Text passage
## Begin

Re: Bernoulli (horizontal)

[Ludwik Kowalski <kowalskiL@MAIL.MONTCLAIR.EDU>]

Ludwik Kowalski wrote:

> Presumably the system is water between the two pistons
> The naive explanation of the observed increase of KE is
> "because the volume of the liquid must be conserved."
> A more sophisticated explanation is the work-energy
> theorem applied to the CM of the system. The net work
> is equal to deltaKE.
>
> Suppose the setup is horizontal; the tube becomes narrower
> but the average PEgrv of "parcels of water" does not change
> along the tube. In that simple case we have
>
> P1+0.5*rho*v1^2=P2+0.5*rho*v2^2.
>
> where P is pressure. Is it OK to say that P is also the energy
> per unit volume (because N/m^2=J/m^3)? We know that P
> decreases along the tube as the cross sectional area becomes
> smaller. The situation looks like an energy transformation;
> process. Bernoulli tells us that P decreases by the same
> amount by which the KE (also per unit volume) increases.
> What is wrong with saying that P is the "mechanical energy
> of pressure," per unit volume?

Here is one more comment on the above.

If P1 and P2  are "local energies per unit volume" then the
total "pressure energy" of the system is the sum of all P'*V,
where P' is the mean pressure and V is the volume of the
system (liquid between the two pistons). Note that the
volume of our system does not change while P is decreasing.
Therefore the amount of "pressure energy" lost by a small
parcel of water (volume V'), when it is pushed by dx, should
be V'*dP. What is dP? It the product of the gradient of P (along
the progressively narrowing pipe) and dx. The "pressure energy
of each parcel  of water decreases by V'*dP while its kinetic
energy increases by the same amount.

No heat is generated and the total mechanical energy is
conserved. What is wrong with inventing a new form of
energy and keep the "general idea" of conservation of E?

The V'*dP reminds me the P'*dV work for a gas. By
integrating P'*dV, for example along an isothermic path,
we get the total work done on the system. Likewise, by
integrating V'*dP, for example along the constant gradient
pipe, we will calculate the total number of joules. Should
it be called work done on the liquid or should it be called
"pressure energy" lost by the liquid when its kinetic energy
is increased by the same amount, and at the same time?

I suppose somebody will say "neither"; it is only "energy
in transfer" through this mechanical engine. How does
the Bernoulli pipe differ from other "simple machines?"

Silly speculations? Hmm. Where am I wrong?
Ludwik Kowalski

## End

Data supplied

## Begin

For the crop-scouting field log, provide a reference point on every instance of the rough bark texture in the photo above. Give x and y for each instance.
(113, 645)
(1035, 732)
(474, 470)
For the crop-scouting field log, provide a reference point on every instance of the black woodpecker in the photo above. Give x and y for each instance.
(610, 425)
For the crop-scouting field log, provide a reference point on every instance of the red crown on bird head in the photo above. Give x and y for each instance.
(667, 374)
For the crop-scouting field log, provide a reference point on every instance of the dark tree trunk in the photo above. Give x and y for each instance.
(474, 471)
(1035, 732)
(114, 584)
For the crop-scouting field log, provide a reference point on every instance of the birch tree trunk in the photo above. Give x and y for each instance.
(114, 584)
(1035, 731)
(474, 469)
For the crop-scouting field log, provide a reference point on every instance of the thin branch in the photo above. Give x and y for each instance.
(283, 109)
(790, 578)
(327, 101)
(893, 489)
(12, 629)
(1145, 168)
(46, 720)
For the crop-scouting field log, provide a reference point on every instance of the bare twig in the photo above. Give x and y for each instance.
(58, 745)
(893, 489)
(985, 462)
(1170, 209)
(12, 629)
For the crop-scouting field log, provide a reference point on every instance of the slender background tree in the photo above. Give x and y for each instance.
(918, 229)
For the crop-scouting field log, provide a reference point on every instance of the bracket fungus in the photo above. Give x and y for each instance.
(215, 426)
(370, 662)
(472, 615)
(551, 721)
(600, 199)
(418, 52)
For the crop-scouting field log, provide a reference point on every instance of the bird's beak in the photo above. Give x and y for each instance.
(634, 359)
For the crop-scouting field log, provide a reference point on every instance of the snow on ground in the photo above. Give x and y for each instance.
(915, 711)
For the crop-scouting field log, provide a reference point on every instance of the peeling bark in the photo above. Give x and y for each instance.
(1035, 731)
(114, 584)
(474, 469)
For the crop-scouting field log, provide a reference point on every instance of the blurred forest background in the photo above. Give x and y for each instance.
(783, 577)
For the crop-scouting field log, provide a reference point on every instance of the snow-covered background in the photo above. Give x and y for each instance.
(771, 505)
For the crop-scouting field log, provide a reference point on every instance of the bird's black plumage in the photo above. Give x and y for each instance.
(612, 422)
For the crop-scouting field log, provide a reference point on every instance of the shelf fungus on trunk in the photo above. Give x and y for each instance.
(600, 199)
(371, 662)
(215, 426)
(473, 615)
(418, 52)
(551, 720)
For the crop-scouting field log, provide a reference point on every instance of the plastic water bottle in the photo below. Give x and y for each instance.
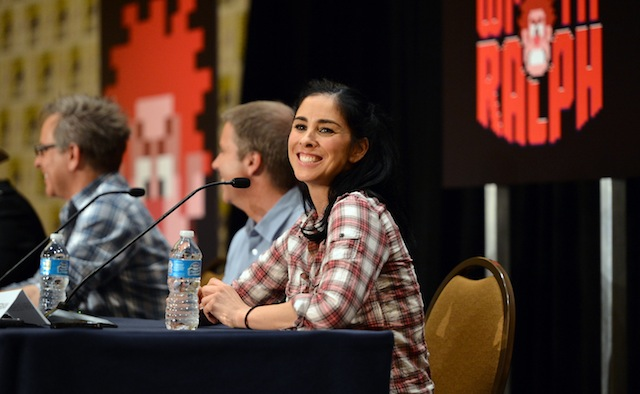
(185, 267)
(54, 273)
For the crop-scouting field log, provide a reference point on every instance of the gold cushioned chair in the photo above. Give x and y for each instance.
(469, 329)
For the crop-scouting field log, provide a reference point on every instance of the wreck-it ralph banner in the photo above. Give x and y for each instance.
(158, 60)
(540, 90)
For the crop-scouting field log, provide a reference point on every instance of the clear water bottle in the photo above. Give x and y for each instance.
(185, 267)
(54, 273)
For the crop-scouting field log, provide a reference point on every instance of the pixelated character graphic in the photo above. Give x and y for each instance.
(536, 32)
(160, 85)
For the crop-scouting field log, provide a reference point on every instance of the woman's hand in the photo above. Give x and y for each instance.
(221, 303)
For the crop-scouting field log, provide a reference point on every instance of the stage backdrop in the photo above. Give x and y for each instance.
(158, 62)
(539, 90)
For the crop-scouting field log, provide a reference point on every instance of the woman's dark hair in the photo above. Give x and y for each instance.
(374, 174)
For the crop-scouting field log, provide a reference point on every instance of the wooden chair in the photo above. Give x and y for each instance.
(469, 329)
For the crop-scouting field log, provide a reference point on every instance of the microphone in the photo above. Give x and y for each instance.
(135, 192)
(61, 311)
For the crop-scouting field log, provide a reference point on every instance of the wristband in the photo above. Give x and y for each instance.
(246, 322)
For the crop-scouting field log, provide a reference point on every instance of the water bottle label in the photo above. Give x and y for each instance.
(179, 268)
(54, 267)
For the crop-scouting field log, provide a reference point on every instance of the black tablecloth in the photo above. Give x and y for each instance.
(141, 356)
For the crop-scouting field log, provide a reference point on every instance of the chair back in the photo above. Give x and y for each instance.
(469, 329)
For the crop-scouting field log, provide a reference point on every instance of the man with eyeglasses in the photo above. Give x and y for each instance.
(82, 142)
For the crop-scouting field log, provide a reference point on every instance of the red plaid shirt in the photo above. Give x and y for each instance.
(360, 277)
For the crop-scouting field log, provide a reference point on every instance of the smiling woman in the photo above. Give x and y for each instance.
(345, 263)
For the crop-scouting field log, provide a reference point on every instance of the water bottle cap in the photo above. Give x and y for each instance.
(186, 233)
(56, 237)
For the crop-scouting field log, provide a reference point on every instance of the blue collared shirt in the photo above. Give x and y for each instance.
(135, 283)
(255, 238)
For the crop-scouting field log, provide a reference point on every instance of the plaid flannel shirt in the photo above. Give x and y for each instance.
(360, 277)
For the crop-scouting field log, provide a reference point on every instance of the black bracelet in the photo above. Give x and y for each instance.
(246, 322)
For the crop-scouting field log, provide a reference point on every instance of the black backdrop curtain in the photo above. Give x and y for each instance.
(392, 51)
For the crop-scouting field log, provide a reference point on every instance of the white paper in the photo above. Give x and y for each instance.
(16, 304)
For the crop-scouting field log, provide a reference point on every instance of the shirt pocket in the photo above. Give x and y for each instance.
(345, 245)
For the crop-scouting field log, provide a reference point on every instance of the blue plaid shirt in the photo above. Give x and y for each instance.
(135, 283)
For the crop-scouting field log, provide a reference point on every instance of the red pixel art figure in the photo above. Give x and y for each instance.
(159, 84)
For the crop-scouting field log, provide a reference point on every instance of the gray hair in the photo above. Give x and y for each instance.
(96, 124)
(264, 127)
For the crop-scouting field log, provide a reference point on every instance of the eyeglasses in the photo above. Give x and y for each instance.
(41, 148)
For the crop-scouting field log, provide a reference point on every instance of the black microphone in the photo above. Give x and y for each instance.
(135, 192)
(241, 183)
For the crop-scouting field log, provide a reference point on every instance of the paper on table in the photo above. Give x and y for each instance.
(16, 304)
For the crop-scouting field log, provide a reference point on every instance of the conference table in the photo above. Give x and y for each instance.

## End

Set of tasks
1) Write out the stretch of the Bernoulli post from "The V'*dP reminds" through "am I wrong?".
2) List every unit of measurement that the Bernoulli post mentions.

Solutions to the problems
1)
The V'*dP reminds me the P'*dV work for a gas. By
integrating P'*dV, for example along an isothermic path,
we get the total work done on the system. Likewise, by
integrating V'*dP, for example along the constant gradient
pipe, we will calculate the total number of joules. Should
it be called work done on the liquid or should it be called
"pressure energy" lost by the liquid when its kinetic energy
is increased by the same amount, and at the same time?

I suppose somebody will say "neither"; it is only "energy
in transfer" through this mechanical engine. How does
the Bernoulli pipe differ from other "simple machines?"

Silly speculations? Hmm. Where am I wrong?

2)
N/m^2
J/m^3
joules